EXERCISE PROMPT:
Write the records below out again. Match them exactly.

─── DATASET CONTENT

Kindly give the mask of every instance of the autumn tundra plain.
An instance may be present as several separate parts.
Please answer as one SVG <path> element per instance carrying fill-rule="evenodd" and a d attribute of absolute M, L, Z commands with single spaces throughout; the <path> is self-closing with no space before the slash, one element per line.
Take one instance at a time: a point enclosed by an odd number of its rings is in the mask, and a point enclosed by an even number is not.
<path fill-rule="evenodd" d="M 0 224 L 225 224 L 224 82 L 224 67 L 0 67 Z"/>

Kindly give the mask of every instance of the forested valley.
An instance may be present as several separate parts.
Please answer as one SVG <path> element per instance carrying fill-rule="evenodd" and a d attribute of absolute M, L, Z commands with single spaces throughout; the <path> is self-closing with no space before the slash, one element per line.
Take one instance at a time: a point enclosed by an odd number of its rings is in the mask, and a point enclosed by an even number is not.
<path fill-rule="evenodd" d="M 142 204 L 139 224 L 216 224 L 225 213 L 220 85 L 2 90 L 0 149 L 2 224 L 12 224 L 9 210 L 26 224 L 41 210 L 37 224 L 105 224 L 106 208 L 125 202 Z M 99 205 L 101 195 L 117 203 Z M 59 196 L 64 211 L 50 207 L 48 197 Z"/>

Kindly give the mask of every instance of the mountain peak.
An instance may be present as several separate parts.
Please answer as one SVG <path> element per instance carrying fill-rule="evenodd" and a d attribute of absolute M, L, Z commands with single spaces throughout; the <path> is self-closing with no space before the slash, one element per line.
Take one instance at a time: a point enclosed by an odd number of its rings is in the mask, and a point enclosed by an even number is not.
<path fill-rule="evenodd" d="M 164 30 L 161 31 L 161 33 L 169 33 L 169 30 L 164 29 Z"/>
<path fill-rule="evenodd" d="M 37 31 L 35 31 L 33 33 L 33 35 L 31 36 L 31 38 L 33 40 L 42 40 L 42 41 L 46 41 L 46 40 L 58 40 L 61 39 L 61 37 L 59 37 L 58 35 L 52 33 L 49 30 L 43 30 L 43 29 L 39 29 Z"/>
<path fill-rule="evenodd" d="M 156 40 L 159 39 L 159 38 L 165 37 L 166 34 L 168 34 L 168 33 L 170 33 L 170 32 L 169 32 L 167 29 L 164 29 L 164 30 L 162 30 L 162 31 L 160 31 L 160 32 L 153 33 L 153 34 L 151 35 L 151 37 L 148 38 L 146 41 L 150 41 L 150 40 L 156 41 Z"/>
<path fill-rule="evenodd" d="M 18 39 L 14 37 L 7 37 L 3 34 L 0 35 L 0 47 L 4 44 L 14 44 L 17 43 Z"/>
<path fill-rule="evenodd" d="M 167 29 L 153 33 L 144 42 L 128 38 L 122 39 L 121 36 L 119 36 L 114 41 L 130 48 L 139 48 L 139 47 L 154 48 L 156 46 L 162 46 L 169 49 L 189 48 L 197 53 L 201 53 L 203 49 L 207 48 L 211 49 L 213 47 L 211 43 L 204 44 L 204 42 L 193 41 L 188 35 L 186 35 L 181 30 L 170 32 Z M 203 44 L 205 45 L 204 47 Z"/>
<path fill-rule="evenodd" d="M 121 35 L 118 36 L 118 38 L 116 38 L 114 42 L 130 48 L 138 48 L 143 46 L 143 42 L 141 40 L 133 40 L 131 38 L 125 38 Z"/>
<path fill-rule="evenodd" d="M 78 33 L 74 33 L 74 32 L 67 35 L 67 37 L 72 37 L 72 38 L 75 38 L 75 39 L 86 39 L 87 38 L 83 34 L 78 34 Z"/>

──────

RESPONSE TO THE TASK:
Kindly give the mask of every instance of the autumn tundra plain.
An instance may be present as several separate parts.
Please answer as one SVG <path> element per instance carrying fill-rule="evenodd" and a d attribute of absolute M, L, Z commands with single spaces throughout; the <path> is self-closing with no space before the slash, one element per line.
Take one instance at a time: a point enclosed by an odd number of its rings is in the mask, and a point enclosed by an even number is not.
<path fill-rule="evenodd" d="M 0 224 L 225 224 L 224 82 L 224 67 L 0 67 Z"/>

Kindly give the mask of every instance of the forested valley.
An instance may be present as several separate parts.
Please answer as one SVG <path> element per instance carrying fill-rule="evenodd" and a d attribute of absolute M, L, Z commands with single spaces throughout; the <path> is self-closing with no space before the slash, one element per line.
Take one instance at a time: a point enclosed by an odd number of its rings is in the mask, and a point enclosed by an even number is not.
<path fill-rule="evenodd" d="M 142 204 L 139 224 L 216 224 L 225 213 L 220 85 L 2 90 L 0 149 L 2 224 L 12 224 L 9 210 L 26 224 L 41 210 L 37 224 L 105 224 L 106 208 L 125 202 Z M 99 205 L 101 195 L 117 203 Z M 59 196 L 64 211 L 50 207 L 48 197 Z"/>

Kindly give the mask of every instance of the mountain peak.
An instance may be present as several separate parts.
Please answer as one SVG <path> element per instance carrying fill-rule="evenodd" and a d attribute of absolute M, L, Z commands with single spaces throughout; the <path> is self-closing with no space before the slash, one element per line.
Take one instance at a time: a point enclosed by an odd number of its rings is in the mask, and a point enclosed by an even number is not.
<path fill-rule="evenodd" d="M 164 30 L 161 31 L 161 33 L 169 33 L 169 30 L 164 29 Z"/>
<path fill-rule="evenodd" d="M 37 31 L 35 31 L 33 33 L 33 35 L 31 36 L 31 38 L 33 40 L 42 40 L 42 41 L 46 41 L 46 40 L 58 40 L 61 39 L 61 37 L 59 37 L 58 35 L 52 33 L 49 30 L 43 30 L 43 29 L 39 29 Z"/>
<path fill-rule="evenodd" d="M 156 40 L 159 39 L 159 38 L 165 37 L 166 34 L 168 34 L 168 33 L 170 33 L 170 32 L 169 32 L 167 29 L 164 29 L 164 30 L 162 30 L 162 31 L 160 31 L 160 32 L 153 33 L 153 34 L 151 35 L 151 37 L 148 38 L 146 41 L 150 41 L 150 40 L 156 41 Z"/>
<path fill-rule="evenodd" d="M 18 39 L 14 37 L 7 37 L 3 34 L 0 35 L 0 47 L 4 44 L 14 44 L 17 43 Z"/>
<path fill-rule="evenodd" d="M 167 29 L 153 33 L 144 42 L 128 38 L 122 39 L 121 36 L 119 36 L 114 41 L 130 48 L 139 48 L 139 47 L 154 48 L 156 46 L 162 46 L 169 49 L 189 48 L 197 53 L 201 53 L 203 49 L 207 48 L 211 49 L 213 47 L 211 43 L 204 44 L 204 42 L 193 41 L 188 35 L 186 35 L 181 30 L 170 32 Z M 203 44 L 205 45 L 204 47 Z"/>
<path fill-rule="evenodd" d="M 121 35 L 118 36 L 118 38 L 116 38 L 114 42 L 130 48 L 138 48 L 143 46 L 143 42 L 141 40 L 133 40 L 131 38 L 125 38 Z"/>
<path fill-rule="evenodd" d="M 78 33 L 74 33 L 74 32 L 67 35 L 67 37 L 72 37 L 72 38 L 75 38 L 75 39 L 86 39 L 87 38 L 83 34 L 78 34 Z"/>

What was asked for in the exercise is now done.